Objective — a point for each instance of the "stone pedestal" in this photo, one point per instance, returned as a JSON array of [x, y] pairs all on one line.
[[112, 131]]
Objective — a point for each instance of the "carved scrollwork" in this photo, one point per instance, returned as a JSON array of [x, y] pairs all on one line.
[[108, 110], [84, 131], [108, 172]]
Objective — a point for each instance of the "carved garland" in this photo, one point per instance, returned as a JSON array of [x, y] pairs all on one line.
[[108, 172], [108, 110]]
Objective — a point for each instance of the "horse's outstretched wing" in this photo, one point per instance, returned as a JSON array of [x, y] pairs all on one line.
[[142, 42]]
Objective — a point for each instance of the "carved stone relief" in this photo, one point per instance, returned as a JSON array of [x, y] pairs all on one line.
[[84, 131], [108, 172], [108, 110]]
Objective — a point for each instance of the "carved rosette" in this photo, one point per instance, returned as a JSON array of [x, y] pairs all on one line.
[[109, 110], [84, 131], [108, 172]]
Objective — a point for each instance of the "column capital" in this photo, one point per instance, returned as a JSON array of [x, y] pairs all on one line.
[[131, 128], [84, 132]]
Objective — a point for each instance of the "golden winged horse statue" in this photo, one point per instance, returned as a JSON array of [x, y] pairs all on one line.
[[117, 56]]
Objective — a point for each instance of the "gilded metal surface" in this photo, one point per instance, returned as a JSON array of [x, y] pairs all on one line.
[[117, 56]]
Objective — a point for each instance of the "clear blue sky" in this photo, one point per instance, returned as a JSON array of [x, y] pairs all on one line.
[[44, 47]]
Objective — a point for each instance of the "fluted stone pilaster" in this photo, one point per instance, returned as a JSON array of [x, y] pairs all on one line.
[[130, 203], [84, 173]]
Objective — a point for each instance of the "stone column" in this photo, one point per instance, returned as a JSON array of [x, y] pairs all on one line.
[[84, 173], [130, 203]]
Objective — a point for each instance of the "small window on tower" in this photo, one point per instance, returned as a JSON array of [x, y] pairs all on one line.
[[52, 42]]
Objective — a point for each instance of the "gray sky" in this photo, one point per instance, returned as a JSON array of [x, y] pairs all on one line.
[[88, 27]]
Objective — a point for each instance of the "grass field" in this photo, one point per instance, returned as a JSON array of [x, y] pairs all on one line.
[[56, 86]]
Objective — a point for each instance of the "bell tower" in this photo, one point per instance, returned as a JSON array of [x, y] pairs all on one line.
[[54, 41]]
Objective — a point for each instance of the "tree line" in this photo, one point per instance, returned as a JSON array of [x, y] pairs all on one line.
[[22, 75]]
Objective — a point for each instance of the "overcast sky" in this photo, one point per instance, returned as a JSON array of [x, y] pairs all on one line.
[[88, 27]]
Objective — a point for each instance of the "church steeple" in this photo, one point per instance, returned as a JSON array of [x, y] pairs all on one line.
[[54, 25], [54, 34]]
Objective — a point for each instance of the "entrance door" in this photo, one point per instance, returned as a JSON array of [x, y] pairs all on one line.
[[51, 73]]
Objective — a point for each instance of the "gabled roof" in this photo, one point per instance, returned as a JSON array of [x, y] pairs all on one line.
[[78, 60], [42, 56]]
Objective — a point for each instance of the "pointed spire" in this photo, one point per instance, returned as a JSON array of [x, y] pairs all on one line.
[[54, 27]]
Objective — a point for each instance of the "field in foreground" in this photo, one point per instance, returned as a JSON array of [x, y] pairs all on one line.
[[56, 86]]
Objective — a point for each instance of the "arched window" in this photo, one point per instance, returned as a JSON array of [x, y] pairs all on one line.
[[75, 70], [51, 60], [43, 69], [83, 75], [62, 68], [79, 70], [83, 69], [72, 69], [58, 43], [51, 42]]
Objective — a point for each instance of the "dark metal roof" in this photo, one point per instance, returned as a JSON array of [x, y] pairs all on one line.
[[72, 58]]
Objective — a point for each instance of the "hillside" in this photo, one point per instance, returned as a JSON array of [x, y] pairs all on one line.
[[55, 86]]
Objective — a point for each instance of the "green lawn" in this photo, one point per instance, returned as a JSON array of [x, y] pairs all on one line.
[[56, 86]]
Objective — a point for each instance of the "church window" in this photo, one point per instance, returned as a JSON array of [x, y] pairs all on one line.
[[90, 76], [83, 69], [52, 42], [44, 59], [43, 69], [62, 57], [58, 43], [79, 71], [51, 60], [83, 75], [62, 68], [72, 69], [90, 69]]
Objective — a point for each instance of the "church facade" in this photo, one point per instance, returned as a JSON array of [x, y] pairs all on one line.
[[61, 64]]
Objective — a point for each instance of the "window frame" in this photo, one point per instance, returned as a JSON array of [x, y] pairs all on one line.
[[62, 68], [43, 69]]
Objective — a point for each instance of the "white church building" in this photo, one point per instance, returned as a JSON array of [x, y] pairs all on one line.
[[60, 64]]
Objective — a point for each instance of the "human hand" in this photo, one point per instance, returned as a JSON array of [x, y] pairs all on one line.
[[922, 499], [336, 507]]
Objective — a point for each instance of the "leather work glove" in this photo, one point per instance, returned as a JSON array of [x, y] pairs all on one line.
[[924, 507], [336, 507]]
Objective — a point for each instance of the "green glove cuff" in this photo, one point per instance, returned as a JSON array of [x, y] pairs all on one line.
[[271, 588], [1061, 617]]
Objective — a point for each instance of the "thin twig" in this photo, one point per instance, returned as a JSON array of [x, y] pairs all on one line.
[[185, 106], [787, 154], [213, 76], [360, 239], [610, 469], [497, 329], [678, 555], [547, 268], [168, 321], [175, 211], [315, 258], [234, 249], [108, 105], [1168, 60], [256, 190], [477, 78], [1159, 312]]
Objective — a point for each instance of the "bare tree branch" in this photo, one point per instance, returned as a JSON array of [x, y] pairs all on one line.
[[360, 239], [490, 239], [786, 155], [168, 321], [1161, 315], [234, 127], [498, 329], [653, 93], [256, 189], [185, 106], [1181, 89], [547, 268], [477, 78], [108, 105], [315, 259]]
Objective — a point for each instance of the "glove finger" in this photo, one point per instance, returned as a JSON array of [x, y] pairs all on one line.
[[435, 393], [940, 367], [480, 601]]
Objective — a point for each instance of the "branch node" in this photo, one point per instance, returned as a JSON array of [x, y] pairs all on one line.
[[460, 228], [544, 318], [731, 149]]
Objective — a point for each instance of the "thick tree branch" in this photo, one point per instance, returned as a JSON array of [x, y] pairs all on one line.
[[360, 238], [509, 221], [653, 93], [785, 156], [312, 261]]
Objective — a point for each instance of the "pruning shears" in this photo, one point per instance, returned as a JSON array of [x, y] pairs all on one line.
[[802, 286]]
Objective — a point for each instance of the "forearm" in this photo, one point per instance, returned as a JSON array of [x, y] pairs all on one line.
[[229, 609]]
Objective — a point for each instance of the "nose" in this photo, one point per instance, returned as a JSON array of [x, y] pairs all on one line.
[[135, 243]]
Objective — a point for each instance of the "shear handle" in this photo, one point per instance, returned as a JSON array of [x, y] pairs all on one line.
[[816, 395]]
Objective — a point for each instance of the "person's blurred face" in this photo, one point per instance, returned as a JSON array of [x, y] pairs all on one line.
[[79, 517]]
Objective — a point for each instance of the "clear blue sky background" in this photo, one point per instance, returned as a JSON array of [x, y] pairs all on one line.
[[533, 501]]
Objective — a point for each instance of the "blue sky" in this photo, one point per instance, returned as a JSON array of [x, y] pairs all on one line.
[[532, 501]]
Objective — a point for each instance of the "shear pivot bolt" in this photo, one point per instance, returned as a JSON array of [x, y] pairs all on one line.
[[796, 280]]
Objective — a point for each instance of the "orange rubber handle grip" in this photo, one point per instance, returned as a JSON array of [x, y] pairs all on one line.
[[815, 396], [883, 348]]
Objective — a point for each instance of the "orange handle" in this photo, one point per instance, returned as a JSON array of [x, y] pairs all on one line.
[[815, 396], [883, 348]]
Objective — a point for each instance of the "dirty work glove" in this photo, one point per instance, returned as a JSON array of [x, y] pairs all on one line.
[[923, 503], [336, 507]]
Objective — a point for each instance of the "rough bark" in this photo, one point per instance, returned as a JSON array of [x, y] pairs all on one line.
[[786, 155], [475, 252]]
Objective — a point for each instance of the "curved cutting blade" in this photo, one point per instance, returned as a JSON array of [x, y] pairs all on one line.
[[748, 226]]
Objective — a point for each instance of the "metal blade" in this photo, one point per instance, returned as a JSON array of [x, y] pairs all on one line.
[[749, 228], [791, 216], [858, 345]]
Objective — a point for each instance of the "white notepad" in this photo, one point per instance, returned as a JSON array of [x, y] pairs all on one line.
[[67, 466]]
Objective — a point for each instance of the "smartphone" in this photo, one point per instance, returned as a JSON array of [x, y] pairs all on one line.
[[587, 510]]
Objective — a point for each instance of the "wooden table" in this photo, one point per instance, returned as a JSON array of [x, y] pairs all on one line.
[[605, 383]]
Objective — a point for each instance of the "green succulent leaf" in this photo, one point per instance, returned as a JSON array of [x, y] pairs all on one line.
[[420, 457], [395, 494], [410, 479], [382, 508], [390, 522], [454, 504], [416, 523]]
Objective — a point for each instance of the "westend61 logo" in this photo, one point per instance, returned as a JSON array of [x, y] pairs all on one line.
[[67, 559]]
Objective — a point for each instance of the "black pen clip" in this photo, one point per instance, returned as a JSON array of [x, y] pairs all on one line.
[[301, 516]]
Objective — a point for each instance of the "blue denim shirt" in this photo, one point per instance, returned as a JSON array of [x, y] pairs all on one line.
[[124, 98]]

Given task: Reproduce, without alteration, the lines from the very first one through the line containing "[[112, 131]]".

Solution to this task:
Objective — a point for each instance of the "stone pedestal" in this photo, one point per instance, returned as a JSON array of [x, y] pairs all on one line.
[[112, 131]]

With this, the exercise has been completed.